## [WHAT IS NEEDED]
Copy word for word the lines of the items below, starting at the line that contains "Where can the dark" and ending at the line that contains "<point>477,531</point>", with both of those lines included.

Collection entries:

§

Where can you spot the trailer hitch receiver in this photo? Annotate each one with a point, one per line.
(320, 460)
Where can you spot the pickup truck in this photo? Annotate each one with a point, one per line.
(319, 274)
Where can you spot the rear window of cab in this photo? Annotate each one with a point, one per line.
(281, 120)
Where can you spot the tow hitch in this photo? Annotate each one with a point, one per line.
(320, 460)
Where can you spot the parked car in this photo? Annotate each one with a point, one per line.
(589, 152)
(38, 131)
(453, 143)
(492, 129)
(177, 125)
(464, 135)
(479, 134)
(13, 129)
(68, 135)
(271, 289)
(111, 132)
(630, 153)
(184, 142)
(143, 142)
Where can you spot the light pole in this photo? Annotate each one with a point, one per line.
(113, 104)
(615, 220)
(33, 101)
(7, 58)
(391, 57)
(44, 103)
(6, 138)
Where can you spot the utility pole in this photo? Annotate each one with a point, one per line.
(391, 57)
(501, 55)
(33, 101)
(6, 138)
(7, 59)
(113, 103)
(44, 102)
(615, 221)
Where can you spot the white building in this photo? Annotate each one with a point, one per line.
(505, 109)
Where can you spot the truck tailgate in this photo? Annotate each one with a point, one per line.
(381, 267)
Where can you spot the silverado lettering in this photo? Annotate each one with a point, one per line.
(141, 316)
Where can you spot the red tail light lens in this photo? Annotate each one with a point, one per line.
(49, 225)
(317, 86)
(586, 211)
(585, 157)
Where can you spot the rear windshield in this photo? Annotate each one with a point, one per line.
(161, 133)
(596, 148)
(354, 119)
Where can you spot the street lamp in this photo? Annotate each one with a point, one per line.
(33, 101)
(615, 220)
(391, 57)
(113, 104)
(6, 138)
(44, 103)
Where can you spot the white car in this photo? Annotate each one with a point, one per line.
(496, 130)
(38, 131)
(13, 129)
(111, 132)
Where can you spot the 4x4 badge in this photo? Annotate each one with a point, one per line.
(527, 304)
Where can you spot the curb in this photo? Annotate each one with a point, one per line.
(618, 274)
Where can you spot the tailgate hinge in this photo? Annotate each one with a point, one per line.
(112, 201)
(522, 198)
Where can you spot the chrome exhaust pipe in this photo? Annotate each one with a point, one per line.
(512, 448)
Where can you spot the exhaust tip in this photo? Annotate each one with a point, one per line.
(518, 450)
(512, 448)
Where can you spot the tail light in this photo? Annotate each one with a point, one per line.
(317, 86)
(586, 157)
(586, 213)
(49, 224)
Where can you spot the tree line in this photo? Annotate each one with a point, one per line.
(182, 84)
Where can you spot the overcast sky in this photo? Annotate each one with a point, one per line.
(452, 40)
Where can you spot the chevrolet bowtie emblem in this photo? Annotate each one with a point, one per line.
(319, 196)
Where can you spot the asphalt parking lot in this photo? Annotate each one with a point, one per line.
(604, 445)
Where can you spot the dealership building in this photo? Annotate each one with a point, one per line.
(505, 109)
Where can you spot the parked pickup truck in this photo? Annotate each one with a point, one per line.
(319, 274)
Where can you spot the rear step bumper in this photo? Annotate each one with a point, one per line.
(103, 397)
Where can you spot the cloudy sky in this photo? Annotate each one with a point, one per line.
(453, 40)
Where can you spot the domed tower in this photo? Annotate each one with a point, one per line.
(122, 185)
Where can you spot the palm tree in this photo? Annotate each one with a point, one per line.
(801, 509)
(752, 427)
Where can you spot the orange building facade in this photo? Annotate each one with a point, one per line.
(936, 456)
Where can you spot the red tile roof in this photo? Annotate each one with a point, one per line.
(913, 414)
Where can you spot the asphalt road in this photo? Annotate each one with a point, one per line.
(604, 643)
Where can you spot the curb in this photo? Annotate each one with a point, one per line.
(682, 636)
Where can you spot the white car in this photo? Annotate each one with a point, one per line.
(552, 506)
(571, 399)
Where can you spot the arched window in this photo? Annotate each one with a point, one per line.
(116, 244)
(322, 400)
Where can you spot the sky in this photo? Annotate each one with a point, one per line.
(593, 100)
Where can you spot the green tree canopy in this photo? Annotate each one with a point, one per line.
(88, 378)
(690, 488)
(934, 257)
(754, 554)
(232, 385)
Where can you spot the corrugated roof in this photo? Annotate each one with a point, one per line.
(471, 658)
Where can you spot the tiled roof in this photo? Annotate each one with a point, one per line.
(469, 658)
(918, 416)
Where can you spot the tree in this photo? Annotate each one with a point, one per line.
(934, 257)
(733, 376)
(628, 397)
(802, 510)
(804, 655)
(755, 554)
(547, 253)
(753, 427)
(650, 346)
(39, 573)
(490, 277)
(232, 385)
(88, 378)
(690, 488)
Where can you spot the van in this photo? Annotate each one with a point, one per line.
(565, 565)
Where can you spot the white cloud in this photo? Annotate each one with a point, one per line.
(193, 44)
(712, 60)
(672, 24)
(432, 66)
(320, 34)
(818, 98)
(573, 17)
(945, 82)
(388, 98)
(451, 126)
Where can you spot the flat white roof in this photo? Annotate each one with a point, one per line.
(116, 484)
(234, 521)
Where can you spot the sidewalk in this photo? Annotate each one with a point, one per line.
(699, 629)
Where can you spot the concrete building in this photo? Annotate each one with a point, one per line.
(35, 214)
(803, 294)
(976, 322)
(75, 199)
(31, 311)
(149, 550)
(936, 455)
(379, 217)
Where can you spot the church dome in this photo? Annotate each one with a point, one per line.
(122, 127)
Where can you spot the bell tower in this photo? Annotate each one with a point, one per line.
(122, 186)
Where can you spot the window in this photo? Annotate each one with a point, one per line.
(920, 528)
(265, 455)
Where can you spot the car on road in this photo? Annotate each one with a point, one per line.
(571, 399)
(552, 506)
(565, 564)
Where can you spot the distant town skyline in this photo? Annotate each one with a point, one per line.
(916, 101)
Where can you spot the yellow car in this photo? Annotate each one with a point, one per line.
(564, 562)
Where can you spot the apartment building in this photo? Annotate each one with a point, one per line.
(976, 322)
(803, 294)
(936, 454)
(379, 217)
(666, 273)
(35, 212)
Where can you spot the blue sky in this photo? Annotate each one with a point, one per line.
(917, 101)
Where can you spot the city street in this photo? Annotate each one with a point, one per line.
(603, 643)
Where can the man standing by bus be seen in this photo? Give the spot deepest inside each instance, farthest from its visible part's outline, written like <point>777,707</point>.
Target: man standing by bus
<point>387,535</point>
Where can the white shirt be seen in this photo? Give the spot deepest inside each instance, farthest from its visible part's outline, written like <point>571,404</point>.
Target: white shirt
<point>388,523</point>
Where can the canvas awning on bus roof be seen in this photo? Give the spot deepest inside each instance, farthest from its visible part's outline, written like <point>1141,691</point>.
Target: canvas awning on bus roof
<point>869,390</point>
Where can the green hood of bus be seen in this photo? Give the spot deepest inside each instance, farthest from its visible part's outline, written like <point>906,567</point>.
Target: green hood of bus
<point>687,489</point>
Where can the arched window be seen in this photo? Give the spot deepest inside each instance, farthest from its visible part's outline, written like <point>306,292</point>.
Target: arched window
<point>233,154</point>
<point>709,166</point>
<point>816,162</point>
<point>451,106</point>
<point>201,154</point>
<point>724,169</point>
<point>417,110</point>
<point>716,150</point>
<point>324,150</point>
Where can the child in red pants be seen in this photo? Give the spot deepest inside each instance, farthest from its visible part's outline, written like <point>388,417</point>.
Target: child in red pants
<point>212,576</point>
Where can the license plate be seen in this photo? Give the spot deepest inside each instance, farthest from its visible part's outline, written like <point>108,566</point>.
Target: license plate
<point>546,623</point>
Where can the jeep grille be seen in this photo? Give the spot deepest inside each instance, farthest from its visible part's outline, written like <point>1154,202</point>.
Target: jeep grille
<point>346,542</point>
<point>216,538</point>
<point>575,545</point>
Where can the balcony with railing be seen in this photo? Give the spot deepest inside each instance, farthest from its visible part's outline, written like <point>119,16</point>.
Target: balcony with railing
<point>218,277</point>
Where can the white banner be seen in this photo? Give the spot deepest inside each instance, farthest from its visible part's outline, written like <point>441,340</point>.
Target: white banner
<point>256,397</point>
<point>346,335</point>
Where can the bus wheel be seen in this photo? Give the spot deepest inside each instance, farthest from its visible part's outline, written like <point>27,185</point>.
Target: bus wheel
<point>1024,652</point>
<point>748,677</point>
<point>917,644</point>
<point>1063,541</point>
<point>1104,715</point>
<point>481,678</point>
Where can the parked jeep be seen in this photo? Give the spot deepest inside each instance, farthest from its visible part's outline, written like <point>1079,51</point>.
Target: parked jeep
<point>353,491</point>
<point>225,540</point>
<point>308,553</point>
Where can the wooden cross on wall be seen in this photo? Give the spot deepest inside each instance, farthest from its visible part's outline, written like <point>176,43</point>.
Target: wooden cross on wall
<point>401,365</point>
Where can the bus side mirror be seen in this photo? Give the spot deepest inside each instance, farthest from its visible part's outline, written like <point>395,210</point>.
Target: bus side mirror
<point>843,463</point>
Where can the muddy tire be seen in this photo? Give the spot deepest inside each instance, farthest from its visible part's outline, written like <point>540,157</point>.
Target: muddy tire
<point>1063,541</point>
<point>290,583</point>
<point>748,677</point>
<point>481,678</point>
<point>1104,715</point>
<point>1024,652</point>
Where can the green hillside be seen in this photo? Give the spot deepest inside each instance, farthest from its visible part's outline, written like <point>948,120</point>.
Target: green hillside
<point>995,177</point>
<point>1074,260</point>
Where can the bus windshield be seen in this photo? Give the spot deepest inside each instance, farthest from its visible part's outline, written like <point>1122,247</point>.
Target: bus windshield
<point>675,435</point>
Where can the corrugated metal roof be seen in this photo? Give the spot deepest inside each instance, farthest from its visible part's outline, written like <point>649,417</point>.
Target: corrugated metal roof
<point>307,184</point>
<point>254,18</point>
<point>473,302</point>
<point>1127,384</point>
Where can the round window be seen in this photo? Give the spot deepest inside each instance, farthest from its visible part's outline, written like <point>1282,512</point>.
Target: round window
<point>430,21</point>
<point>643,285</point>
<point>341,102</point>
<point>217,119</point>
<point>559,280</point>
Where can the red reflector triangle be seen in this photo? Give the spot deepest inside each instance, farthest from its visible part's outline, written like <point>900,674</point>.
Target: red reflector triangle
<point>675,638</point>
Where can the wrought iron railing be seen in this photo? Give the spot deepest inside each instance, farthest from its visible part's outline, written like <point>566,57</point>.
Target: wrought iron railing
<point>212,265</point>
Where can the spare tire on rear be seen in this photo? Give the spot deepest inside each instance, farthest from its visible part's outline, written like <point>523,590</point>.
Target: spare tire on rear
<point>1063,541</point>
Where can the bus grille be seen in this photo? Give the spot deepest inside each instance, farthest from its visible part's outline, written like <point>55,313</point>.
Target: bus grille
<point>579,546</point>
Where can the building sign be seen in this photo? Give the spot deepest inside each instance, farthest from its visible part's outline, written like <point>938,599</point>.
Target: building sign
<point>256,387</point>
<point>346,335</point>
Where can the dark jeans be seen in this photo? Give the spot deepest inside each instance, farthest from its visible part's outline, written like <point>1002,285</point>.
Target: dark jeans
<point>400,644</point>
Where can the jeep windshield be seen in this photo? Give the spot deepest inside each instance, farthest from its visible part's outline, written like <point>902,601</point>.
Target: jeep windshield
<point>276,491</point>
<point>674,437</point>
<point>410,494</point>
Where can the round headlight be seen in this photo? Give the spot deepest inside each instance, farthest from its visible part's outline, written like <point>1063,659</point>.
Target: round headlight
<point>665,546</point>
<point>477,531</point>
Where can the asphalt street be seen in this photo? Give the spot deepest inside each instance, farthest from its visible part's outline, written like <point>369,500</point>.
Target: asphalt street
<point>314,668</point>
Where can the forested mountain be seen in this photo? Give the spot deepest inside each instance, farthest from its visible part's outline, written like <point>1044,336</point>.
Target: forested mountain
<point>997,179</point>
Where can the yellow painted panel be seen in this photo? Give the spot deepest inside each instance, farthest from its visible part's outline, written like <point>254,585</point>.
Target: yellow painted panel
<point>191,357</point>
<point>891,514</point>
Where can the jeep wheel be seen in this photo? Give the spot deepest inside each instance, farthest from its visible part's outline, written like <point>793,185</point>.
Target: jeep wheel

§

## [FINAL RESULT]
Where can the dark jeans be seen in this photo? Give the spot deepest inside each instance, farthest from its visible part's outline, written like <point>1002,285</point>.
Target: dark jeans
<point>400,644</point>
Where can the jeep windshield be seen in this photo? Give the spot deepest inside each instance, farthest from its visible part's outline, written like <point>902,601</point>.
Target: jeep windshield
<point>276,491</point>
<point>674,437</point>
<point>410,494</point>
Where can the round headlight be seen in this photo? Give the spot deepest inside each instance, farthest from its visible part's outline, written like <point>1063,659</point>.
Target: round headlight
<point>665,546</point>
<point>477,531</point>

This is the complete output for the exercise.